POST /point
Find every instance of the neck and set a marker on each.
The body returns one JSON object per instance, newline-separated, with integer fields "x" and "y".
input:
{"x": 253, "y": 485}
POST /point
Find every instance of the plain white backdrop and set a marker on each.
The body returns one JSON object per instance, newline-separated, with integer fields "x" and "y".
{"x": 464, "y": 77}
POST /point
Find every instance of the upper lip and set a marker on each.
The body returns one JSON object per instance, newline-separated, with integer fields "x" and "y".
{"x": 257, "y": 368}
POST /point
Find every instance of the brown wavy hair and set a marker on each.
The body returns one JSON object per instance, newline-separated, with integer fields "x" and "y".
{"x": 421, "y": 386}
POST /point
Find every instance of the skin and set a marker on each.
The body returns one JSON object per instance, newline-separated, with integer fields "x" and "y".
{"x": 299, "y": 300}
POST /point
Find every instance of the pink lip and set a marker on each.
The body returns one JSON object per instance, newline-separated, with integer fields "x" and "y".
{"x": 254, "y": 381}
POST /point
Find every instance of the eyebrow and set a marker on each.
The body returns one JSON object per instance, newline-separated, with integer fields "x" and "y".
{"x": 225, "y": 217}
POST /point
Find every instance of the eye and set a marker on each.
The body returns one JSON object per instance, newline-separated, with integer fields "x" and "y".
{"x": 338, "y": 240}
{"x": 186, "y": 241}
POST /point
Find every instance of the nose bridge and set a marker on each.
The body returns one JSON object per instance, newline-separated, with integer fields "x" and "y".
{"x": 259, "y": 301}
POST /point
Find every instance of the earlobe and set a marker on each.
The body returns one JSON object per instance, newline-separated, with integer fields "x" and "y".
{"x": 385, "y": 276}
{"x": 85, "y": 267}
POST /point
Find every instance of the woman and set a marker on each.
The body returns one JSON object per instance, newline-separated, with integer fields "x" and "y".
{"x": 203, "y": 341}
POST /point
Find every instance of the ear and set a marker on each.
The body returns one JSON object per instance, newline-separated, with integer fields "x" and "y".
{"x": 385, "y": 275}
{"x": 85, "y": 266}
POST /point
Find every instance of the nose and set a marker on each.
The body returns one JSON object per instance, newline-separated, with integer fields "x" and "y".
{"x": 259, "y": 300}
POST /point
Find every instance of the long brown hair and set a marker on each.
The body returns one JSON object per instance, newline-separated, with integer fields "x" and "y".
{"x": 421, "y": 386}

ABOUT THIS EXERCISE —
Starting with the first line above and ending with the line that holds "Find every instance of the plain", restate each line word for word and add nothing else.

ANSWER TO THIS EXERCISE —
POST /point
Find every instance of the neck and set a marker on each.
The body returns one JSON object per instance, newline-separated, with integer fields "x" and "y".
input:
{"x": 253, "y": 485}
POST /point
Find every instance of the plain white backdrop and set a marker on each.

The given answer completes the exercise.